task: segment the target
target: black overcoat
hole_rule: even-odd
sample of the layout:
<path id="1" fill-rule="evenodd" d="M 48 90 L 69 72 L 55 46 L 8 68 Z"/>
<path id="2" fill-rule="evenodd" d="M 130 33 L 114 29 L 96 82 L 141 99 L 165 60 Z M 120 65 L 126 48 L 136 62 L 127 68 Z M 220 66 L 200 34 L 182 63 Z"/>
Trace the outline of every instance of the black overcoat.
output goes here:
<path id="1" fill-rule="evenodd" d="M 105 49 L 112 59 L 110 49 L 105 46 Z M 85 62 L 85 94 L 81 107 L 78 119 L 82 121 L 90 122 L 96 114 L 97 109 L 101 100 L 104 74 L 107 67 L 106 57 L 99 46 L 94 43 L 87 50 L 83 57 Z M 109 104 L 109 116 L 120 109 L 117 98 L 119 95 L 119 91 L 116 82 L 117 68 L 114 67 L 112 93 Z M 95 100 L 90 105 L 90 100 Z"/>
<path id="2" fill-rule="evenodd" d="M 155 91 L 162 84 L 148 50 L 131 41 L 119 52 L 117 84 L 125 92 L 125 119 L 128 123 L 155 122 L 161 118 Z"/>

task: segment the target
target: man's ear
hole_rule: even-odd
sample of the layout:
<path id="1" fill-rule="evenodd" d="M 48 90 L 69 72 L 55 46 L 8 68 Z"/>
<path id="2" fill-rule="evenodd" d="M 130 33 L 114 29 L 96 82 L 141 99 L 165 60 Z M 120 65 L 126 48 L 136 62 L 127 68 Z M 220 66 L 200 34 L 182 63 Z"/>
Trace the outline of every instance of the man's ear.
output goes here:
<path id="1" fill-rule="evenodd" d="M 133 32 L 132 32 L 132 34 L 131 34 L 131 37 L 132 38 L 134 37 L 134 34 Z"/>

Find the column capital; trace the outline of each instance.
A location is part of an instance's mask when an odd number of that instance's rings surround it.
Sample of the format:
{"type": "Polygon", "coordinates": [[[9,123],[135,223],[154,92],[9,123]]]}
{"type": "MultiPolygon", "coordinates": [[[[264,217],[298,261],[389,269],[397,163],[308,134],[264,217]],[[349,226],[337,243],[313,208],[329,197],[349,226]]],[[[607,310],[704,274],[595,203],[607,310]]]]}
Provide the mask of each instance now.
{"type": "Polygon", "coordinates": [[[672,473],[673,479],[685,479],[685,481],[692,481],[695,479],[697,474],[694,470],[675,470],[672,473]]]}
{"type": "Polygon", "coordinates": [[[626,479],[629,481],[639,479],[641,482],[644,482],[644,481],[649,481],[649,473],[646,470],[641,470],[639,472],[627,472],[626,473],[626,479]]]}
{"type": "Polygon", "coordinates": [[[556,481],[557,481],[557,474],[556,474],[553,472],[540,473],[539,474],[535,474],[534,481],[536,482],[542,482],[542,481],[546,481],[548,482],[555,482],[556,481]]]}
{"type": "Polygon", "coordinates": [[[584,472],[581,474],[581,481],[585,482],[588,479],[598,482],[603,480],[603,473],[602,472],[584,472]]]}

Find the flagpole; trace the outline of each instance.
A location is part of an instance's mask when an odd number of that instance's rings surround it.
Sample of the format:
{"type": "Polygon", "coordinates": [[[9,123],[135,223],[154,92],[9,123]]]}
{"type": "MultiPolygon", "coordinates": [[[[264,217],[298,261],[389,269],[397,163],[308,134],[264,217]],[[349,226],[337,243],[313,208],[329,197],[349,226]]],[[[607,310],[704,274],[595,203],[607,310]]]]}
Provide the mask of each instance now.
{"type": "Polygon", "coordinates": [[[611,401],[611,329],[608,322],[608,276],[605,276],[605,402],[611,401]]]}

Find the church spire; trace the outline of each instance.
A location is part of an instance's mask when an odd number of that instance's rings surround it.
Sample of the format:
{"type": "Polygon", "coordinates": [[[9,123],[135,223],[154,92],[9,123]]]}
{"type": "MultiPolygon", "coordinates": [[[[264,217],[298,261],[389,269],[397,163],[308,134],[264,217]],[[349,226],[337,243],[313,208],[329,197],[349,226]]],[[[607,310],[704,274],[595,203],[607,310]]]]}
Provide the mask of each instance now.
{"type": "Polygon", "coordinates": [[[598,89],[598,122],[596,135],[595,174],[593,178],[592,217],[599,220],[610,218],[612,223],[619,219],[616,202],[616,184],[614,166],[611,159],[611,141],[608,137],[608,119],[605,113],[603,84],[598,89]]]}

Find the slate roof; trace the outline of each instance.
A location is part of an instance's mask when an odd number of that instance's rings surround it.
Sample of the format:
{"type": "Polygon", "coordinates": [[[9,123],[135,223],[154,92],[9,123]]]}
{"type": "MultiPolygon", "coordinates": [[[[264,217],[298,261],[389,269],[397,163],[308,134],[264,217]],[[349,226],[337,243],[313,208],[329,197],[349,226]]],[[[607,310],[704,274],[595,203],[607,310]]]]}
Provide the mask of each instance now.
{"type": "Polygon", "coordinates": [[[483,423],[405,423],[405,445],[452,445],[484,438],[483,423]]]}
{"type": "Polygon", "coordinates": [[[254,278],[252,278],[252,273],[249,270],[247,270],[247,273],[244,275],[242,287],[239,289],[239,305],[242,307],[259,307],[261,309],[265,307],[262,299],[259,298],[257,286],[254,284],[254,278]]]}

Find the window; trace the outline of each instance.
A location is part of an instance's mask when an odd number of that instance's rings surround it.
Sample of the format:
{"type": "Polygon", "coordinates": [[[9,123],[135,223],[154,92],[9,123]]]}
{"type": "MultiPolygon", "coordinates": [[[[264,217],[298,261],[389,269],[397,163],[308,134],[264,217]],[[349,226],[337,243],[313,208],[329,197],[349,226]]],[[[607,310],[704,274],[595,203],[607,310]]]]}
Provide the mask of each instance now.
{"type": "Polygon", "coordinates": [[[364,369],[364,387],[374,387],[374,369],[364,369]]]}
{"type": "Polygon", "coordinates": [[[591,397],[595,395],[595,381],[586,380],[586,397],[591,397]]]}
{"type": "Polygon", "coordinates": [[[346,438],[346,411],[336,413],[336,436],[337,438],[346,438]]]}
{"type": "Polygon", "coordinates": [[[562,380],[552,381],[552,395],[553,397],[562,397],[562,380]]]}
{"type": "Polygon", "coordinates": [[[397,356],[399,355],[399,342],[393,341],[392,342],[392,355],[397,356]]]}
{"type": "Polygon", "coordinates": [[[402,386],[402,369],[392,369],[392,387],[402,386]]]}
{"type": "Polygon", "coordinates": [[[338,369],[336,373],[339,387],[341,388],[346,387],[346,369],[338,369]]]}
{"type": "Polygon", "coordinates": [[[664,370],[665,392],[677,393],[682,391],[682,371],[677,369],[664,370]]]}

- **Given exercise**:
How many of the lines above contain the word "black"? Reply with the number alone.

- **Result**:
2